> **Page extract**
□ □ □

My friend leans over the fake wooden table with two delicately decorated pieces of cake sitting atop just as we sit in the bakery, discreetly somber underneath the cheerful exterior.
"I have something to tell you. I have cancer. I have eyeball cancer."
She laughs. This is a line from a terribly bad-humored, two-minute cartoon we viewed years ago in high school. I would have laughed too if this scene had occurred three months ago. I do not find it funny anymore. It is simply a bad joke about a tragic event: acquiring cancer. True, eyeball cancer sounds ridiculous in the cartoon that parodied overly paranoid individuals; however, it is not as humorous when it hits close to home.
Three months ago, I found out that my maternal aunt in her late thirties was diagnosed with stage two cancer of the lungs. This came as a huge shock because she never smokes, no one around her smokes, and our family does not have a history of cancer. The doctor says the environment might have caused it. Whatever the reason, she is now preparing for chemotherapy after taking an MRI to check if the cancerous cells have spread to her brain because she has been having blinding headaches, and a test of seven lymph nodes surrounding her lungs for presence of cancerous cells have resulted in the affirmative.
Life is a series of preparations. As a toddler, you prepare for preschool. Preschool prepares you for elementary school, which prepares you for high school, which prepares you for college, which ultimately prepares you for work in the “real world” and the abstract notion of life. What's next? Retirement. Then death. This is the general trend of life.
I have never before had to deal with the death of someone close to me. Though I’ve had tribulations, they were not life-altering events: My great aunt, whom I did not know, passed away; arguments always subsided and resolved; and my high school volleyball coach recovered from breast cancer after months of chemotherapy. While grief has grazed me in the past, these encounters with almost-tragedies left me unprepared for the present.

□ □ □

> **Exercises**
1: What kind of cancer was the aunt diagnosed with, according to the essay?
2: Reproduce the essay's text between "Life is a series" and "trend of life.", inclusive.
Use only the essay as your source.

□ □ □

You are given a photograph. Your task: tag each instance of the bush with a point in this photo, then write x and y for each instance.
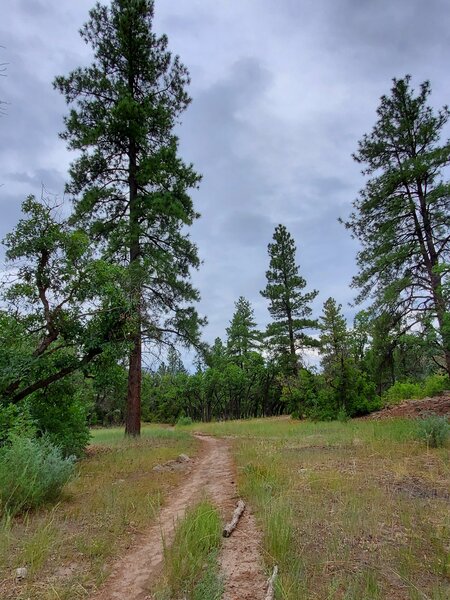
(15, 420)
(405, 390)
(433, 430)
(61, 415)
(435, 385)
(32, 472)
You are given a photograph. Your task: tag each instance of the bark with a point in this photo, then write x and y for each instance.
(238, 512)
(133, 417)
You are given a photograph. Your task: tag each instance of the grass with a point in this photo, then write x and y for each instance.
(68, 548)
(191, 569)
(355, 511)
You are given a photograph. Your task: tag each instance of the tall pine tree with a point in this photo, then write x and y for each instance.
(130, 187)
(242, 335)
(288, 306)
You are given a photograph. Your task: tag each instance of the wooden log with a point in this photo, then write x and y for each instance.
(228, 529)
(270, 594)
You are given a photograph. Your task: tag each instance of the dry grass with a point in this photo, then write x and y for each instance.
(354, 511)
(68, 548)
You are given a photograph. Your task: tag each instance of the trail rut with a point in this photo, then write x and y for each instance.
(213, 475)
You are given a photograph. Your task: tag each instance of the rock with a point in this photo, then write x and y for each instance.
(183, 458)
(21, 573)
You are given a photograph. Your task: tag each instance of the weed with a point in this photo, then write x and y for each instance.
(433, 430)
(32, 472)
(196, 542)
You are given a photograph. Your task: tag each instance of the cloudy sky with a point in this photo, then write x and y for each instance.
(282, 92)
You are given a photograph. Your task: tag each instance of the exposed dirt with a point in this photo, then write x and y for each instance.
(439, 405)
(213, 475)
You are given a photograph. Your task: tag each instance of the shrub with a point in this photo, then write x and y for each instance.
(184, 420)
(402, 390)
(435, 385)
(15, 420)
(405, 390)
(61, 415)
(433, 430)
(32, 472)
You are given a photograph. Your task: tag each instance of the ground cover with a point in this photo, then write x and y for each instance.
(356, 510)
(68, 548)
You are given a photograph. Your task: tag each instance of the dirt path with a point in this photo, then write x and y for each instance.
(212, 475)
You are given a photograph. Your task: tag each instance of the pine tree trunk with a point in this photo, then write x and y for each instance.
(133, 418)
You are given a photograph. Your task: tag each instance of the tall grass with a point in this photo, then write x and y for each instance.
(190, 564)
(68, 548)
(355, 511)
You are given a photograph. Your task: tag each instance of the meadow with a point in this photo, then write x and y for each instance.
(354, 511)
(68, 548)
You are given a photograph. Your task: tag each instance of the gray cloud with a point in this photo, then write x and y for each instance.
(281, 94)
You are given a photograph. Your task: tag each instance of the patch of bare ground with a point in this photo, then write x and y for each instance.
(211, 475)
(439, 405)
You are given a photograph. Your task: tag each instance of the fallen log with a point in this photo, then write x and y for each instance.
(228, 529)
(270, 595)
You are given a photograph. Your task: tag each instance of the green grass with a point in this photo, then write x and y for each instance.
(355, 510)
(111, 436)
(308, 432)
(191, 570)
(68, 549)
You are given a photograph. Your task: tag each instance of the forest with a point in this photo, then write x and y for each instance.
(86, 292)
(258, 465)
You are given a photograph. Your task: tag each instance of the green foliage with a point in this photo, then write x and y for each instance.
(405, 390)
(242, 336)
(60, 413)
(129, 185)
(184, 421)
(433, 430)
(32, 472)
(197, 539)
(402, 216)
(288, 306)
(15, 420)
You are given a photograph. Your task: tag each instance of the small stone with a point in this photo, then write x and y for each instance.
(21, 573)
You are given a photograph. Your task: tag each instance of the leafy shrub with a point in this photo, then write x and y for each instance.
(435, 385)
(32, 472)
(61, 415)
(405, 390)
(433, 430)
(402, 390)
(342, 416)
(15, 420)
(184, 420)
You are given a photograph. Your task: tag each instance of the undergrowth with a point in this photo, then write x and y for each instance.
(191, 569)
(32, 472)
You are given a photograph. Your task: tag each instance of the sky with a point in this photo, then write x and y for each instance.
(281, 93)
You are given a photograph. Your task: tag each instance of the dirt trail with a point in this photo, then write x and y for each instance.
(213, 475)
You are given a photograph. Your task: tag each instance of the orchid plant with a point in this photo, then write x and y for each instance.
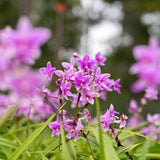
(80, 84)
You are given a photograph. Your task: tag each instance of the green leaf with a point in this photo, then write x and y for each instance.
(110, 152)
(8, 114)
(101, 146)
(7, 143)
(43, 156)
(127, 148)
(29, 140)
(150, 155)
(68, 151)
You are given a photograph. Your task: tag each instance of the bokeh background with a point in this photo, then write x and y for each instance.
(89, 26)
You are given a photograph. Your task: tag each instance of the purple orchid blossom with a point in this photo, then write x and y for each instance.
(86, 63)
(100, 60)
(48, 71)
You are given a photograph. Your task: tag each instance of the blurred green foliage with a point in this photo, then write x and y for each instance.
(66, 31)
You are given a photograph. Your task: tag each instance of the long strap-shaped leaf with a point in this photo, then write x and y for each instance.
(29, 140)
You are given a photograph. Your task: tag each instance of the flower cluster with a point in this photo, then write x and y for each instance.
(109, 117)
(154, 125)
(18, 49)
(80, 82)
(147, 67)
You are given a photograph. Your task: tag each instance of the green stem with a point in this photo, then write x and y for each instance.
(89, 146)
(76, 110)
(102, 156)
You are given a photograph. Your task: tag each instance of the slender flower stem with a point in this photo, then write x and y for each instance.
(102, 157)
(76, 110)
(60, 138)
(119, 144)
(85, 135)
(28, 121)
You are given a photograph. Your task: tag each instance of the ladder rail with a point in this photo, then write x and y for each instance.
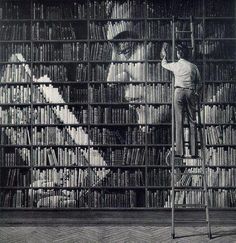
(201, 129)
(173, 138)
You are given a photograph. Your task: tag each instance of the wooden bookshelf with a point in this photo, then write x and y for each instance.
(91, 137)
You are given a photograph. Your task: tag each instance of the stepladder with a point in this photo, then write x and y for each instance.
(188, 174)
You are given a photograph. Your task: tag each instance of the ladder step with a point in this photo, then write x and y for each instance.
(184, 31)
(190, 205)
(188, 189)
(188, 157)
(186, 173)
(191, 221)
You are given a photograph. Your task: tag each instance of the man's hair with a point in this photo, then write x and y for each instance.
(182, 50)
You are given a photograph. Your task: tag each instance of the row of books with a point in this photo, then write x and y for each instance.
(101, 51)
(116, 93)
(15, 94)
(170, 8)
(57, 73)
(219, 8)
(221, 177)
(15, 156)
(14, 10)
(14, 73)
(14, 198)
(54, 31)
(8, 49)
(15, 115)
(57, 135)
(161, 135)
(220, 29)
(63, 73)
(47, 114)
(66, 52)
(157, 198)
(220, 198)
(59, 156)
(114, 115)
(117, 177)
(115, 9)
(60, 198)
(221, 156)
(159, 177)
(15, 32)
(68, 92)
(15, 135)
(132, 92)
(62, 10)
(110, 30)
(104, 198)
(220, 92)
(111, 136)
(220, 134)
(124, 71)
(219, 71)
(219, 50)
(121, 199)
(61, 177)
(160, 29)
(15, 177)
(124, 156)
(220, 113)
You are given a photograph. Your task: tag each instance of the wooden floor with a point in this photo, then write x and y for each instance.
(113, 234)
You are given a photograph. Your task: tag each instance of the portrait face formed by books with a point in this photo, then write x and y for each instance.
(101, 104)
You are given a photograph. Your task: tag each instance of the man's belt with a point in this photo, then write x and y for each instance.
(178, 87)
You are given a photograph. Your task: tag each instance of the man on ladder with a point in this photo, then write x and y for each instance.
(186, 98)
(187, 80)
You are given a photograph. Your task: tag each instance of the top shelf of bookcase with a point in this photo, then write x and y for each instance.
(117, 19)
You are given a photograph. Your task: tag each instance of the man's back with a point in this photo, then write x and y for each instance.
(186, 73)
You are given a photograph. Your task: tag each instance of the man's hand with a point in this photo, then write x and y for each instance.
(163, 53)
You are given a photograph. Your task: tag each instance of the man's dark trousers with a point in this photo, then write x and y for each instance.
(185, 100)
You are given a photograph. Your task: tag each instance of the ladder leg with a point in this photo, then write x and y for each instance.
(203, 150)
(172, 140)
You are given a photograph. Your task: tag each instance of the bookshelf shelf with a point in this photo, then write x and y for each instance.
(84, 117)
(59, 20)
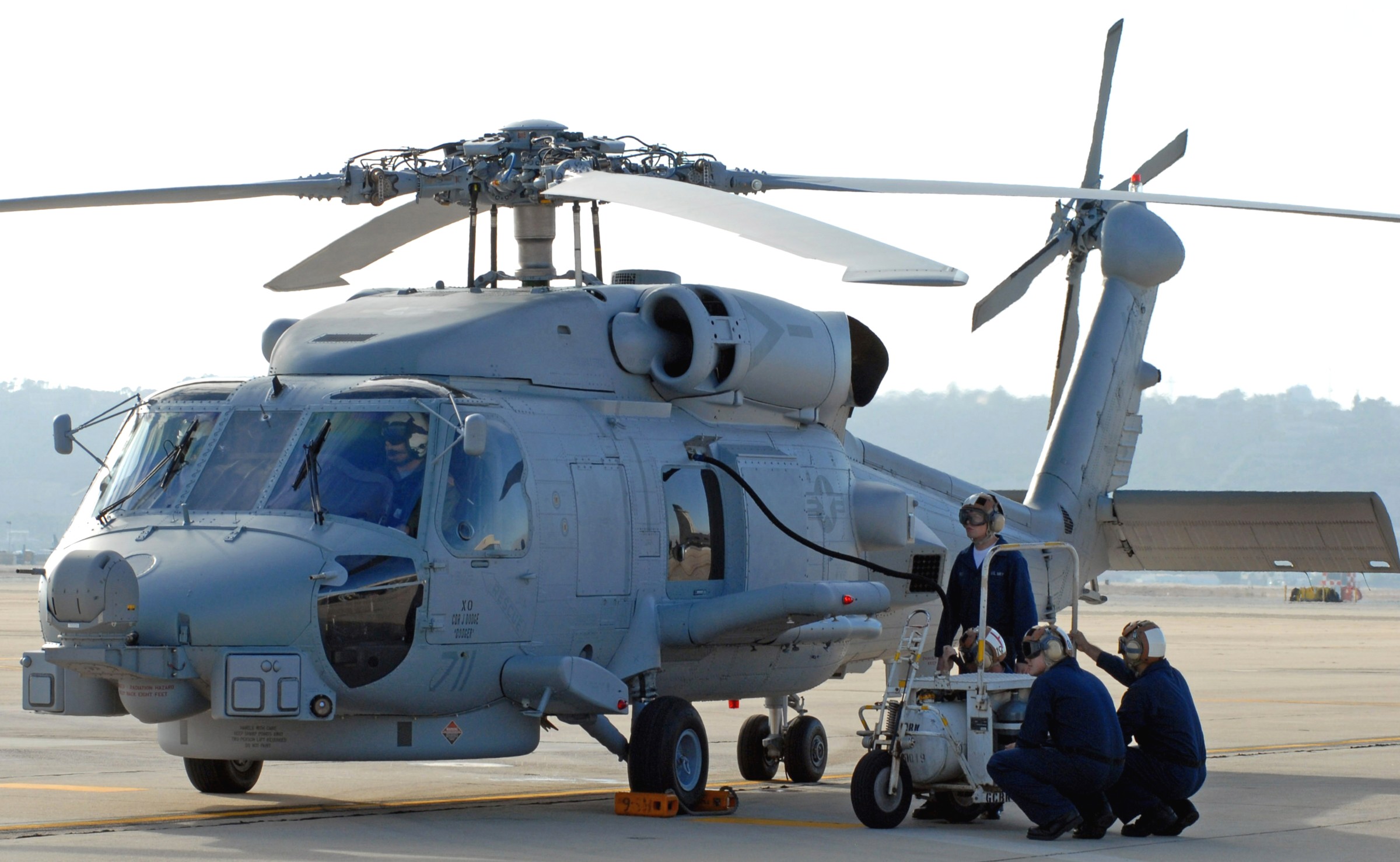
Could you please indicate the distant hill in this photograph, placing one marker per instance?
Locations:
(1266, 443)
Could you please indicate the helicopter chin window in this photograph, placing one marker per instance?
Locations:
(368, 623)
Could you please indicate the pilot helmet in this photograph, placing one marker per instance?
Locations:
(993, 653)
(1142, 643)
(981, 509)
(1048, 640)
(407, 429)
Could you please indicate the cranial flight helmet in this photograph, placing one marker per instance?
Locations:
(1142, 642)
(981, 509)
(993, 651)
(1048, 640)
(407, 429)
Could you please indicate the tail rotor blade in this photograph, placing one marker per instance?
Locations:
(1166, 159)
(1017, 283)
(1069, 334)
(1111, 58)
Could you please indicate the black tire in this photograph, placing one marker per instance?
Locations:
(670, 751)
(870, 791)
(223, 776)
(804, 751)
(755, 762)
(957, 808)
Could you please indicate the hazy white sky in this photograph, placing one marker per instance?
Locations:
(1283, 106)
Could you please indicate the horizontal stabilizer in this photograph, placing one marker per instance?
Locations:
(1251, 531)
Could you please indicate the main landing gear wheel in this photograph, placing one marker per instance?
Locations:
(670, 751)
(755, 761)
(804, 751)
(223, 776)
(876, 807)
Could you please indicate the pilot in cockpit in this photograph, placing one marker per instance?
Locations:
(405, 448)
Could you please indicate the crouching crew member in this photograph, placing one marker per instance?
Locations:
(1012, 604)
(1168, 763)
(1070, 749)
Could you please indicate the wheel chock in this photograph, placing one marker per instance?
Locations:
(718, 803)
(646, 805)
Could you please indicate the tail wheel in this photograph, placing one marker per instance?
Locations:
(670, 751)
(876, 807)
(804, 751)
(223, 776)
(755, 762)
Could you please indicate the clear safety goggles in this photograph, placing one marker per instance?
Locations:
(971, 516)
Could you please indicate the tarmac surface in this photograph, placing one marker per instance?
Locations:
(1301, 707)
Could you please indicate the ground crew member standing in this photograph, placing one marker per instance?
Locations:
(1168, 763)
(1070, 749)
(1012, 604)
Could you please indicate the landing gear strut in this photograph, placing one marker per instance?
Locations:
(800, 745)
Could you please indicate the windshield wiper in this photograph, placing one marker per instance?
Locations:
(310, 467)
(170, 462)
(178, 454)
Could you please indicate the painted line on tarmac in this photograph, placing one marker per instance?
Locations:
(342, 808)
(79, 789)
(1261, 700)
(1307, 747)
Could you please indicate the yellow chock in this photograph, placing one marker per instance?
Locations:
(718, 803)
(646, 805)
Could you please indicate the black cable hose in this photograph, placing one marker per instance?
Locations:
(804, 541)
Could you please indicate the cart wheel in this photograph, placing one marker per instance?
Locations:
(804, 751)
(957, 808)
(876, 807)
(755, 762)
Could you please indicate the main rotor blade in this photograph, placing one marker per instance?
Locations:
(1111, 57)
(369, 243)
(1166, 159)
(995, 190)
(867, 261)
(1017, 283)
(328, 185)
(1069, 334)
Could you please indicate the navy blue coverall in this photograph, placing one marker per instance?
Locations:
(1170, 761)
(1070, 748)
(1012, 604)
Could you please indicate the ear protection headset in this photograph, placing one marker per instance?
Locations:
(1048, 640)
(1142, 640)
(996, 520)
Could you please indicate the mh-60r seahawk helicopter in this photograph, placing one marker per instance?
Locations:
(447, 516)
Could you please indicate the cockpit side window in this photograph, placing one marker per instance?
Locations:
(243, 460)
(485, 510)
(695, 525)
(152, 465)
(369, 465)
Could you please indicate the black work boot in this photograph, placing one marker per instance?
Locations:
(1056, 828)
(1152, 824)
(1096, 826)
(1186, 815)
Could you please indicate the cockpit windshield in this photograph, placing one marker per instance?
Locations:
(369, 467)
(150, 467)
(243, 460)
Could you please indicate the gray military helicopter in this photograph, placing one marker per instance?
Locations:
(449, 516)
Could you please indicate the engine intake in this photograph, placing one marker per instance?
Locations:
(696, 341)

□ □ □

> **Task answers**
1: Stage two cancer of the lungs.

2:
Life is a series of preparations. As a toddler, you prepare for preschool. Preschool prepares you for elementary school, which prepares you for high school, which prepares you for college, which ultimately prepares you for work in the “real world” and the abstract notion of life. What's next? Retirement. Then death. This is the general trend of life.